§ **Work order**
When a line in the data below includes "walkway", count it; then give only the total.

§ **Data listing**
====================

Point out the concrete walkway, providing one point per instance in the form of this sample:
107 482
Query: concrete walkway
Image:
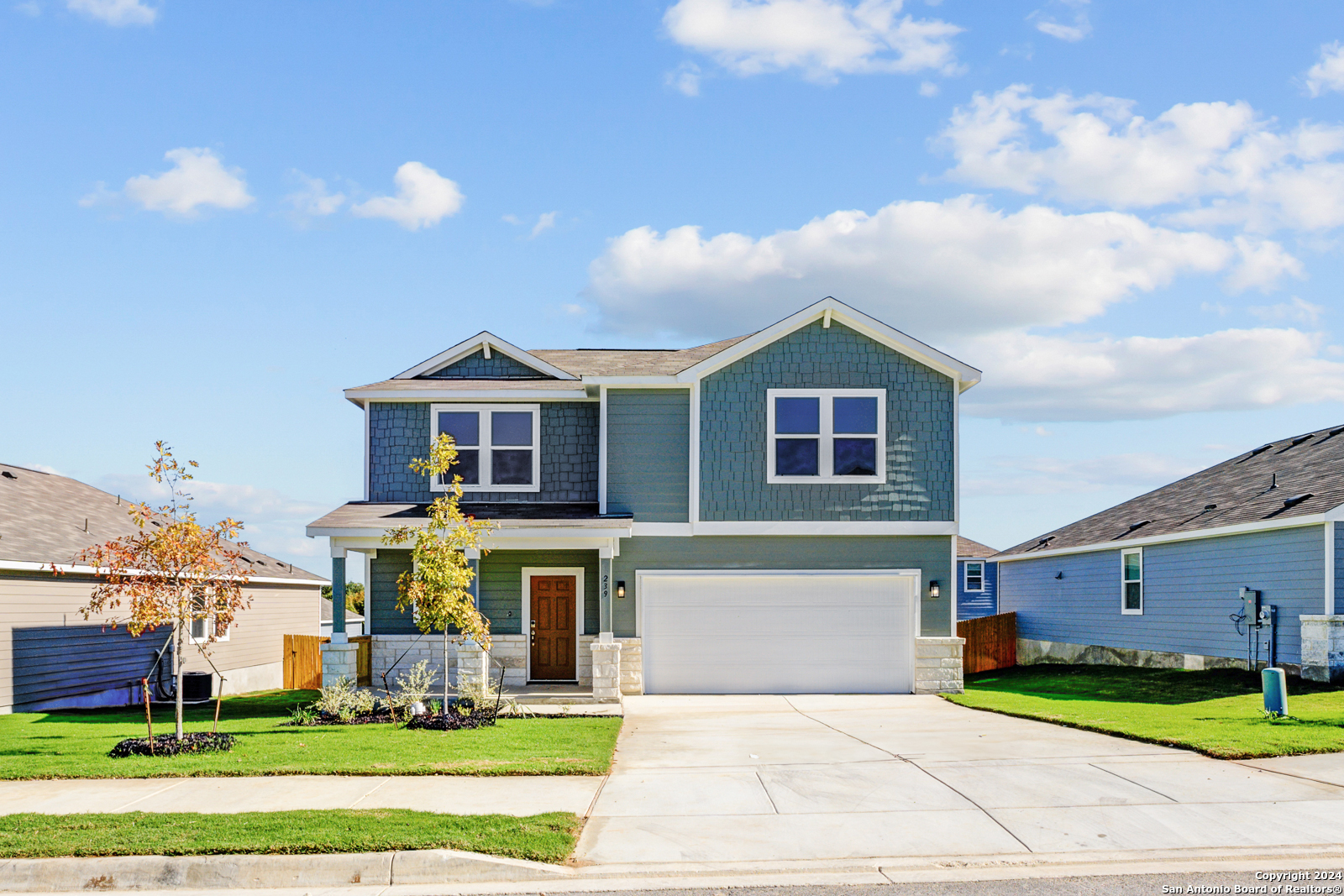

====================

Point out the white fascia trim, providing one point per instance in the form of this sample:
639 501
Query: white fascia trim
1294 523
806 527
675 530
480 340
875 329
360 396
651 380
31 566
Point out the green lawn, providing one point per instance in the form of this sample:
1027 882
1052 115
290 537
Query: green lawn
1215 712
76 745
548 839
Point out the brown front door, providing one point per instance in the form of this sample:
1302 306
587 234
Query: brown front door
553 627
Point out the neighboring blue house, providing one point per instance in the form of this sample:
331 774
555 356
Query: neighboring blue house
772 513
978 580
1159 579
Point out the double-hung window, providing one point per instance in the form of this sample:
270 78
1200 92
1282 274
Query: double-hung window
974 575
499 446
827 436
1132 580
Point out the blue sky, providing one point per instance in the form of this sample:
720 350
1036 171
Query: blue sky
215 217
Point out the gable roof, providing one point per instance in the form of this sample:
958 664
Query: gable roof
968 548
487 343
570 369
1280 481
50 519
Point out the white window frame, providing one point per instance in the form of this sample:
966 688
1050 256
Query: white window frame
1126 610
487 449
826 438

====================

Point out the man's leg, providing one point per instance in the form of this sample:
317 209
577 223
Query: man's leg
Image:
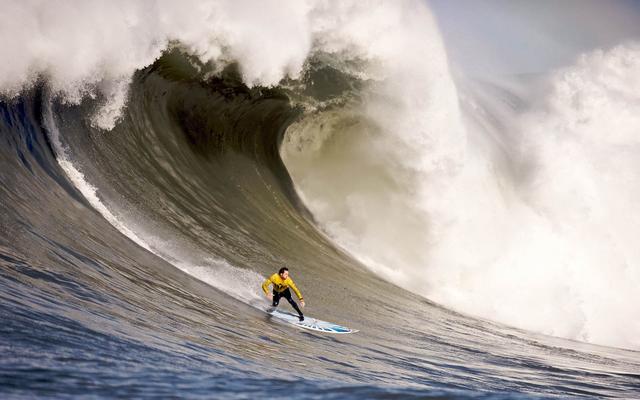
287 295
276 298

====================

§ **Reply to the exercise**
2